● SUPPLIED PASSAGE:
○ ○ ○ ○ ○
To present a prima facie case, Petitioner must present facts which "raise an inference of discrimination only because we presume those acts, if otherwise unexplained, are more likely than not based on the consideration of impermissible factors." Id. at 450 U.S. 254. The prima facie case serves to eliminate the most common non-discriminatory reasons for the plaintiff's rejection. See, Teamsters v. United States, 431 U.S. 324, 358 and n. 44, 97 S.Ct. 1843, 1866, 52 L.Ed.2d 396 (1977).
In order to establish a prima facie case of discrimination, the Petitioner must show:
That he is handicapped;
That he is black;
That he performed his assigned duties satisfactorily;
That despite his satisfactory performance he was terminated.
Cf. McDonnell Douglas Corp. v. Green, 411 U.S. 792, 93 S.Ct. 1817, 37 L.Ed.2d
668 (1973).
That Petitioner is black is acknowledged; however, not a scintilla of evidence was presented that Taltran employees of a different race than Petitioner were treated differently.
While no evidence was presented that alcoholism is a physical handicap which comes under the protection of Section 760.10, Florida Statutes, for the purpose of this order that is assumed to be true. Nor was evidence presented that sobriety is an occupational requirement for city bus drivers. However, it is general knowledge that driving under the influence of intoxicants is not only illegal but hazardous to the health and property of all unfortunate enough to become closely associated with such a driver through advertence or inadvertence. Accordingly, that too will be accepted as a bona fide job requirement for one aspiring to drive a city bus in the City of Tallahassee. Neither of these issues is essential to the determination of discrimination in this case.
The evidence is clear and convincing that on the morning of May 10, 1982, Petitioner reported to work as a Taltran bus driver with a blood-alcohol level in the range clearly showing intoxication and that he operated his bus in that condition. To say that Petitioner is protected from dismissal under these circumstances because he has a physical handicap (alcoholism) is reminiscent of the plea of mercy, because he is an orphan, of one convicted of murdering his parents.
From the foregoing, it is concluded that Petitioner has failed to establish a prima facie case of discrimination because of race or handicap and that Respondent presented evidence showing no pattern of racial discrimination exists
in the City's employment practices and that Petitioner was fired because he operated a Taltran bus transporting passengers while under the influence of intoxicants. It is
RECOMMENDED that the appeal of Richard H. Blake alleging he was unlawfully dismissed from his employment with the City of Tallahassee because of his race and handicap be dismissed.
○ ○ ○ ○ ○
Stored entries:

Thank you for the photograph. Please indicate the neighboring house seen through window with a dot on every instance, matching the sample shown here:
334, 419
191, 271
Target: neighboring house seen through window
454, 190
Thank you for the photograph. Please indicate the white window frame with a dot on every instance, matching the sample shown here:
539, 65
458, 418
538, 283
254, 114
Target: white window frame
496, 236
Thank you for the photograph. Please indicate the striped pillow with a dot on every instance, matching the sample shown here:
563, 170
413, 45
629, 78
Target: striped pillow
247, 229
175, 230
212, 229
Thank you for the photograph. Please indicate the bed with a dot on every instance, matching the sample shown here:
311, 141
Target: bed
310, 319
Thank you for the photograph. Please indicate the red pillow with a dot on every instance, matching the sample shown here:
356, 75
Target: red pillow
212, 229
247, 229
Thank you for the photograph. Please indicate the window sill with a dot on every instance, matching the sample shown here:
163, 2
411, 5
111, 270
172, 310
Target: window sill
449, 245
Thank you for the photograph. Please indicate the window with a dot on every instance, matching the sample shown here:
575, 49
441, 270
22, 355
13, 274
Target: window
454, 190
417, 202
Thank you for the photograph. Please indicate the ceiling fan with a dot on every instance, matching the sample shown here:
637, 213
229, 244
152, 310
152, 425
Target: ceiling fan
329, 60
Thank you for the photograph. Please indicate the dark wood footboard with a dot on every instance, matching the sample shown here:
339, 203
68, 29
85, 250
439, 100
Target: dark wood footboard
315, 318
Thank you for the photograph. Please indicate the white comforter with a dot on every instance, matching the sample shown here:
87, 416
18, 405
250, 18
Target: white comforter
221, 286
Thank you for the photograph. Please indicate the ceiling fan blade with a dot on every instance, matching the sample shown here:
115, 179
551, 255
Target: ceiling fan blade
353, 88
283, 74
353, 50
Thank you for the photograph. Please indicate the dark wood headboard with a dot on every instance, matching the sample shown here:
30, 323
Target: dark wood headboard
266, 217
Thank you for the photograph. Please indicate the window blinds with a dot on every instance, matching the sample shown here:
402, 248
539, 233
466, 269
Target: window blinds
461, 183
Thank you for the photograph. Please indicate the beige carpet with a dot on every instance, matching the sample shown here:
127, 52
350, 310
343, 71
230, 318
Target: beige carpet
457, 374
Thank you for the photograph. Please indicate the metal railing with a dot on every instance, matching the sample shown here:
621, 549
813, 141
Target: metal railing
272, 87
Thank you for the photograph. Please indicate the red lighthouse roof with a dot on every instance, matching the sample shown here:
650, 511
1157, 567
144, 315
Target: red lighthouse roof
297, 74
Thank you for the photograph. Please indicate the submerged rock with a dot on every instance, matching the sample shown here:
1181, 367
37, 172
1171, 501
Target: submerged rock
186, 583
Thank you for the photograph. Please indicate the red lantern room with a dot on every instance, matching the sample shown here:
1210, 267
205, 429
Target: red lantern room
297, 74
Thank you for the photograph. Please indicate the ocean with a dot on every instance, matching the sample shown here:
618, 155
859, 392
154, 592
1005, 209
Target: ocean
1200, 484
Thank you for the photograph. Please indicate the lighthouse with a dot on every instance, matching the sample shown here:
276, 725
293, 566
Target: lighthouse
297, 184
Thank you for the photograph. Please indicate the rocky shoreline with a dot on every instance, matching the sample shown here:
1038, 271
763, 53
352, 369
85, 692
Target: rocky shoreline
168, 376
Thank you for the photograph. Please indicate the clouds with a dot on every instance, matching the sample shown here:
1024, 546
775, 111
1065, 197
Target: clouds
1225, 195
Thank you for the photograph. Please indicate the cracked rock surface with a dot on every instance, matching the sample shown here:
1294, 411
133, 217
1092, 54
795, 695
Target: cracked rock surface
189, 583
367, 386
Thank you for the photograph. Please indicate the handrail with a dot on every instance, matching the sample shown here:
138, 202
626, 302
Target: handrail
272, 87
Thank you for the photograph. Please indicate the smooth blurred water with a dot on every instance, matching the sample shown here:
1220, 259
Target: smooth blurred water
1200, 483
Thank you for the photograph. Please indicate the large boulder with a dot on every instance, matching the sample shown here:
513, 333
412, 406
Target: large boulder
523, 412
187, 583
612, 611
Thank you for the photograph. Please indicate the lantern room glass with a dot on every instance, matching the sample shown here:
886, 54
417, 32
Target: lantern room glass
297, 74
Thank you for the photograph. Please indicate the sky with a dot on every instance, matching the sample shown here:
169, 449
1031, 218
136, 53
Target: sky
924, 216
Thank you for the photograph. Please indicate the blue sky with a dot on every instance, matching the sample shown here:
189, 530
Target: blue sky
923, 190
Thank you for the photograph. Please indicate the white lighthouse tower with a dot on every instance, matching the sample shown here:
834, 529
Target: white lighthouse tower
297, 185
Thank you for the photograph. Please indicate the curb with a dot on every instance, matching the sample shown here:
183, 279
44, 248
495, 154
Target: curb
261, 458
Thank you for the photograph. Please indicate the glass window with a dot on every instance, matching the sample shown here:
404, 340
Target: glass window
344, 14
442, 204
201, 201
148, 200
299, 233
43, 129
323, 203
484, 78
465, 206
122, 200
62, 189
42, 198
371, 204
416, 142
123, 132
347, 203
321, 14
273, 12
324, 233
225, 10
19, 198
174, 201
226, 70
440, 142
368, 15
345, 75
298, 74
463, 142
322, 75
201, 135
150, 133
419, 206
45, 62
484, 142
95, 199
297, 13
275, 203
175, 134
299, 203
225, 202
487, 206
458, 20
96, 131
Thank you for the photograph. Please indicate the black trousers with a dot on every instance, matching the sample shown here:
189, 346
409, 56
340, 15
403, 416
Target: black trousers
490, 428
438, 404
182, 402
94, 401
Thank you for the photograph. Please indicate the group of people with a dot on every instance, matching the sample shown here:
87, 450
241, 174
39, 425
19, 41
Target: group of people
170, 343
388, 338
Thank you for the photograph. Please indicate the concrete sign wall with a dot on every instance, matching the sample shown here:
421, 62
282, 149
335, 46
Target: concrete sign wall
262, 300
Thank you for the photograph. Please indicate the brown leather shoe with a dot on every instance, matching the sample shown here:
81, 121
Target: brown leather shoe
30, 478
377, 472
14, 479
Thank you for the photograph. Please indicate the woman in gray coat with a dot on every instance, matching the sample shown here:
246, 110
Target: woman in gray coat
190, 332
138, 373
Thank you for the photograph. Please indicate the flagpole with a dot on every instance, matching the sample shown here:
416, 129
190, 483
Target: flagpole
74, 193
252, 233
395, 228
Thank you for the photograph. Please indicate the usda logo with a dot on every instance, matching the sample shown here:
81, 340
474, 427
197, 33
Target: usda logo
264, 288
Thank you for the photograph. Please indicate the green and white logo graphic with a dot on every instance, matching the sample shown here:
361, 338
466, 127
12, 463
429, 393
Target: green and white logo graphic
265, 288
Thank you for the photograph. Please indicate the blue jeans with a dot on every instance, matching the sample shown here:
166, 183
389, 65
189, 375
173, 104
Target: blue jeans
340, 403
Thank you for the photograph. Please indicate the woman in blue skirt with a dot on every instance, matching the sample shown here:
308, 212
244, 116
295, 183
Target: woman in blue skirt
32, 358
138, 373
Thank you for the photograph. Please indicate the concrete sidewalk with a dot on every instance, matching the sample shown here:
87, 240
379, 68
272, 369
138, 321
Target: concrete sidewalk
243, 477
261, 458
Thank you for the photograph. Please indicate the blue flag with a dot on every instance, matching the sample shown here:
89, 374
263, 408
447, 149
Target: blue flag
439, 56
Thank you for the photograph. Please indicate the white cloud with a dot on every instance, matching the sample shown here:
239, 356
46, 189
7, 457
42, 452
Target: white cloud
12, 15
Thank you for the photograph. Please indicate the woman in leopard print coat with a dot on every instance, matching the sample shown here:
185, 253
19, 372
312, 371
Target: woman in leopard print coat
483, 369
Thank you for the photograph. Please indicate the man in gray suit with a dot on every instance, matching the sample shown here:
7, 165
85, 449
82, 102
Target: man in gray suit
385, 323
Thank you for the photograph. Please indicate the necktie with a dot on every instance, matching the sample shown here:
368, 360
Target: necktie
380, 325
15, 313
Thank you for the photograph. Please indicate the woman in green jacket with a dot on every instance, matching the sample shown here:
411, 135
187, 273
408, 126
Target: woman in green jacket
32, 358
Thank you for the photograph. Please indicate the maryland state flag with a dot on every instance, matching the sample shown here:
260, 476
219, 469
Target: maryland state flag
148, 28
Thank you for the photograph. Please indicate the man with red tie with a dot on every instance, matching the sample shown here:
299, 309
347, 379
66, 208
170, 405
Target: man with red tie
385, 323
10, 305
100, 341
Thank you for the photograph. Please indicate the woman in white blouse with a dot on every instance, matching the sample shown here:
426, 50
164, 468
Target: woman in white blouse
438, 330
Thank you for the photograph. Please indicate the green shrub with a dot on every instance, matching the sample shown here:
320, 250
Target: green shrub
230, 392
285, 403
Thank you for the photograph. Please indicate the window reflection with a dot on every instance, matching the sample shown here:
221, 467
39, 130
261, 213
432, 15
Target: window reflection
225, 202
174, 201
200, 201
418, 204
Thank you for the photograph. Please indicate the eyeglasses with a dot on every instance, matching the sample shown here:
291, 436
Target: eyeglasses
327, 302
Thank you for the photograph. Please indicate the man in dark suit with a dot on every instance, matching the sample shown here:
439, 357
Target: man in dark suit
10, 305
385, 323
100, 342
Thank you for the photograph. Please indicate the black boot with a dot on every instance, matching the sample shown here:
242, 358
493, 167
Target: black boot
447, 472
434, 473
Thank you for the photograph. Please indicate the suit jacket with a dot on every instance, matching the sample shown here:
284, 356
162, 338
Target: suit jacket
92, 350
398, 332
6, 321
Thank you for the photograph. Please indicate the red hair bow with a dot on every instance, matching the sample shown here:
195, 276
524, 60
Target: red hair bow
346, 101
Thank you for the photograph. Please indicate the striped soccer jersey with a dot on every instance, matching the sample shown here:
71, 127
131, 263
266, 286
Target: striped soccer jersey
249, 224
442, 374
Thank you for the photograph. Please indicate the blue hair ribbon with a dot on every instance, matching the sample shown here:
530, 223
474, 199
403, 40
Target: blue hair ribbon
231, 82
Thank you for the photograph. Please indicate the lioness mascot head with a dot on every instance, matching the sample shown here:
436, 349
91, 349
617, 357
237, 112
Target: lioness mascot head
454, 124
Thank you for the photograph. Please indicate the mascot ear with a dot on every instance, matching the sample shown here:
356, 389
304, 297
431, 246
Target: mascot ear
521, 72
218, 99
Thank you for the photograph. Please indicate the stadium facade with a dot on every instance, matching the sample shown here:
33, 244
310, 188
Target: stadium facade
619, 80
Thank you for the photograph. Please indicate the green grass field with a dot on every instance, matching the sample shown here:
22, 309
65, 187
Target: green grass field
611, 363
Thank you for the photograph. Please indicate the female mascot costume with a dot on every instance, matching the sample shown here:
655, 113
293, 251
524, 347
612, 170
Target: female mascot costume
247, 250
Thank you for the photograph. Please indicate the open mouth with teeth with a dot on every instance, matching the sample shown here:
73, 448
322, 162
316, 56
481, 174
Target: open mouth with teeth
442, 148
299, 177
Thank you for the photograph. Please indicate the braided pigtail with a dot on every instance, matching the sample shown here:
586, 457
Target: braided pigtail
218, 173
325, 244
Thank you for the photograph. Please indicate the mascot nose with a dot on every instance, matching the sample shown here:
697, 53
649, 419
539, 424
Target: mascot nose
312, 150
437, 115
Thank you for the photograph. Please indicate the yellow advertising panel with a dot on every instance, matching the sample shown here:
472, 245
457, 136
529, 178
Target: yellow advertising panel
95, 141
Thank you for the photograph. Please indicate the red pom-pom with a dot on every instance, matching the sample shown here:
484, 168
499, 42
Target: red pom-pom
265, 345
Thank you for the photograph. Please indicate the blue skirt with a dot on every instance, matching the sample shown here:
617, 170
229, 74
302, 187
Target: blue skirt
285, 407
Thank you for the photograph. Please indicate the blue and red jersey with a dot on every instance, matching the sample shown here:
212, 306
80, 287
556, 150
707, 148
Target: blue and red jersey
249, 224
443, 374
○ ○ ○ ○ ○
● COMPLETE THE FOLLOWING:
1 - In the discrimination ruling, rename "Taltran" to "City transit" and give back everything from "Cf. McDonnell Douglas" down to "were treated differently.".
2 - Recast the paragraph of the discrimination ruling that begins "While no evidence was presented that alcoholism" as a short bulleted list that keeps its main facts.
3 - Using the discrimination ruling, explain in one to three sentences why sobriety is accepted as a bona fide job requirement for city bus drivers.

● IN RESPONSE:
1 -
Cf. McDonnell Douglas Corp. v. Green, 411 U.S. 792, 93 S.Ct. 1817, 37 L.Ed.2d
668 (1973).
That Petitioner is black is acknowledged; however, not a scintilla of evidence was presented that City transit employees of a different race than Petitioner were treated differently.

2 -
- No evidence showed that alcoholism is a physical handicap protected by Section 760.10, Florida Statutes. For this order it is assumed to be one.
- No evidence showed that sobriety is an occupational requirement for city bus drivers. Because driving under the influence of intoxicants is generally known to be illegal and hazardous, sobriety is accepted as a bona fide job requirement for driving a city bus in the City of Tallahassee.
- Neither issue is essential to deciding discrimination in this case.

3 - It is general knowledge that driving under the influence of intoxicants is illegal and hazardous to the health and property of anyone closely associated with such a driver. For that reason, sobriety is accepted as a bona fide requirement for driving a city bus in the City of Tallahassee, even though no evidence on it was presented.